* **Ausgangstext**:
Interpretation: Sie glauben, die Aufgabe sei lösbar, und investieren daher mehr Anstrengung.
Probanden mit hoher SAM und negativen Lösungserwartungen (= niedrige Kontrolle) lösen sich schneller von der Aufgabe.
Interpretation: Sie erkennen die geringe Erfolgsaussicht und geben das Ziel schneller auf (Disengagement).
Schlussfolgerung & Interpretation:
Selbstaufmerksamkeit führt zu einer bewussteren Reflexion über die eigene Leistung und Zielerreichung.
Menschen mit hoher SAM achten stärker auf Diskrepanzen zwischen ihrem aktuellen Zustand und ihrem Ziel.
Kontrollerwartungen haben nur bei hoher Selbstaufmerksamkeit einen Effekt.
Ohne SAM bemerken Personen Schwierigkeiten nicht als selbstrelevantes Problem.
Eine hohe Selbstaufmerksamkeit kann Zielverfolgung verstärken oder zu einem schnelleren Loslassen eines unerreichbaren Ziels führen.
Hohe Kontrolle → Hartnäckigkeit.
Niedrige Kontrolle → Schnelle Zielablösung.
Diese Studie zeigt, dass Selbstaufmerksamkeit und Kontrollerwartungen gemeinsam die Zielverfolgung beeinflussen, indem sie entweder Beharrlichkeit fördern oder eine rationale Zielaufgabe erleichtern.
Wie sollten Ziele beschaffen sein?
Nach der Zielsetzungstheorie von Locke & Latham 1990, ist das mindset „Versuch dein Bestes“ eher suboptimal bzw. führt zu suboptimalen Ergebnissen.

* **Aufgabe**:
Schreiben Sie bitte aus dem Text zur Selbstaufmerksamkeit die Passage wortgetreu ab, die bei „Kontrollerwartungen haben nur“ beginnt und bei „Ziele beschaffen sein?“ endet.

* **Bereitgestelltes Material**:
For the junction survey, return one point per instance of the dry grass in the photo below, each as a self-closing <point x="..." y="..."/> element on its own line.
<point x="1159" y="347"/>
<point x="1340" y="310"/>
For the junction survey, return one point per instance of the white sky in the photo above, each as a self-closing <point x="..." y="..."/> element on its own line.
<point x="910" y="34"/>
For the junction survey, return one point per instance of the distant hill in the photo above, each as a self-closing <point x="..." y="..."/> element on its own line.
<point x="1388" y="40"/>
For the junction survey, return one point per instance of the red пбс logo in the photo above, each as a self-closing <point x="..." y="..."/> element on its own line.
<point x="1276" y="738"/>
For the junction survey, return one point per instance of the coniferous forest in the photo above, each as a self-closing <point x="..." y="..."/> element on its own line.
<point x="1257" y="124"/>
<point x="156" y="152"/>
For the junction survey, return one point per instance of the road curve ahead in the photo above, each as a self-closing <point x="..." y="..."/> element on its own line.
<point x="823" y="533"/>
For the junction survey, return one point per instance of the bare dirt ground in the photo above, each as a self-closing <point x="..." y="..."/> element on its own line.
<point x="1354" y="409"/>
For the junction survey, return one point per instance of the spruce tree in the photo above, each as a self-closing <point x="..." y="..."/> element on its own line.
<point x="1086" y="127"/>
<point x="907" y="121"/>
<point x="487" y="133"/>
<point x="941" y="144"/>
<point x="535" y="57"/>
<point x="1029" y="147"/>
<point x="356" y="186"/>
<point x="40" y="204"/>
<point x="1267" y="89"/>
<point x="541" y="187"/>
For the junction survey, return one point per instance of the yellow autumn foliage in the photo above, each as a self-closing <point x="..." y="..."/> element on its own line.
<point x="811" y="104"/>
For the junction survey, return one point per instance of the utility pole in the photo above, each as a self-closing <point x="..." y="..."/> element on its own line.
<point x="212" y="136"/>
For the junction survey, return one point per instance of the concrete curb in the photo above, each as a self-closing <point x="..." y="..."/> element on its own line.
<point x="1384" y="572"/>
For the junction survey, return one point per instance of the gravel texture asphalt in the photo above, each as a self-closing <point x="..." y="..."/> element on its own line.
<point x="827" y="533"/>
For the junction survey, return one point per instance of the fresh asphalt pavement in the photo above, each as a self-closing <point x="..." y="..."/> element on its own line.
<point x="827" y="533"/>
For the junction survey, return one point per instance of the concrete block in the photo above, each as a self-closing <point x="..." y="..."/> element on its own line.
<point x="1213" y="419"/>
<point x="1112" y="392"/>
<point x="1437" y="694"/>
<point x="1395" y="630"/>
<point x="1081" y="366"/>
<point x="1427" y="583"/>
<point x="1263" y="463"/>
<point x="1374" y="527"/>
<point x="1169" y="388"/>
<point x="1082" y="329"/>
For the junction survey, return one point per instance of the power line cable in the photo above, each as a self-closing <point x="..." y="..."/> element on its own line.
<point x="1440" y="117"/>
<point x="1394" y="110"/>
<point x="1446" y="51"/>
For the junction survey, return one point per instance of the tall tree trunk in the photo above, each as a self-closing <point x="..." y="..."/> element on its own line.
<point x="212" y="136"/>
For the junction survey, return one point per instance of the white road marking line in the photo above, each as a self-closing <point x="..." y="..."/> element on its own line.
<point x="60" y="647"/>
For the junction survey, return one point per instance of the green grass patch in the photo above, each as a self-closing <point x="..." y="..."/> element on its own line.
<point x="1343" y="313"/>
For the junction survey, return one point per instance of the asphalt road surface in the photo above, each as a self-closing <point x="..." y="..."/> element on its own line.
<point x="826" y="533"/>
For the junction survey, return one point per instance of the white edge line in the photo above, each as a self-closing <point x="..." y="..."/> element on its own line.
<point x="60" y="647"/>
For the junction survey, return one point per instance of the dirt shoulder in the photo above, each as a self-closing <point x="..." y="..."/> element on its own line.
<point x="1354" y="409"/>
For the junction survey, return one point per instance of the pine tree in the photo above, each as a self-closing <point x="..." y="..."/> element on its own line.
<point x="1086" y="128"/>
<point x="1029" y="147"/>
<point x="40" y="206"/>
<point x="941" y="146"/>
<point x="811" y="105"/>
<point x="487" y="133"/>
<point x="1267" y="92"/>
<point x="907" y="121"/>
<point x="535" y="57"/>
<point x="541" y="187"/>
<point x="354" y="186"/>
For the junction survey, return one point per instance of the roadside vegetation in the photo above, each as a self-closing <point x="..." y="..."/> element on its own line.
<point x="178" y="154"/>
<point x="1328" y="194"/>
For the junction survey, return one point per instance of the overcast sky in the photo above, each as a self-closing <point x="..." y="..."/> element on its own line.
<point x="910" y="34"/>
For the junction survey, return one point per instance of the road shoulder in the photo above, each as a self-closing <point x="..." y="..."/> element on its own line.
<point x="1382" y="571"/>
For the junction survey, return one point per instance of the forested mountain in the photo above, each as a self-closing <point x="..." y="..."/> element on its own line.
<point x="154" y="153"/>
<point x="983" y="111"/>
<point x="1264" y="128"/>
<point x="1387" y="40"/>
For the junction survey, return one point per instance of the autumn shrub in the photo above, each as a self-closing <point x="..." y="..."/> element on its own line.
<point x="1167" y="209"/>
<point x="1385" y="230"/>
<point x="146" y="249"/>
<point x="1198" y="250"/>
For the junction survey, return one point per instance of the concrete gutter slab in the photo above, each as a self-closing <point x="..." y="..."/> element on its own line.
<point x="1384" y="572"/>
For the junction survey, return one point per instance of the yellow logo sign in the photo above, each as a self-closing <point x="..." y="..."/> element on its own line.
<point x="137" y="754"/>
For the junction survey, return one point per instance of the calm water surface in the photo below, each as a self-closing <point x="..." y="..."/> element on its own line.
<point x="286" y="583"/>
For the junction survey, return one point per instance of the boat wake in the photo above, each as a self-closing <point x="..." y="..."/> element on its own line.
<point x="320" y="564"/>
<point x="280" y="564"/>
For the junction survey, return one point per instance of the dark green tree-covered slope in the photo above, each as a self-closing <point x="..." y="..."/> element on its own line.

* **Schriftliche Antwort**:
Kontrollerwartungen haben nur bei hoher Selbstaufmerksamkeit einen Effekt.
Ohne SAM bemerken Personen Schwierigkeiten nicht als selbstrelevantes Problem.
Eine hohe Selbstaufmerksamkeit kann Zielverfolgung verstärken oder zu einem schnelleren Loslassen eines unerreichbaren Ziels führen.
Hohe Kontrolle → Hartnäckigkeit.
Niedrige Kontrolle → Schnelle Zielablösung.
Diese Studie zeigt, dass Selbstaufmerksamkeit und Kontrollerwartungen gemeinsam die Zielverfolgung beeinflussen, indem sie entweder Beharrlichkeit fördern oder eine rationale Zielaufgabe erleichtern.
Wie sollten Ziele beschaffen sein?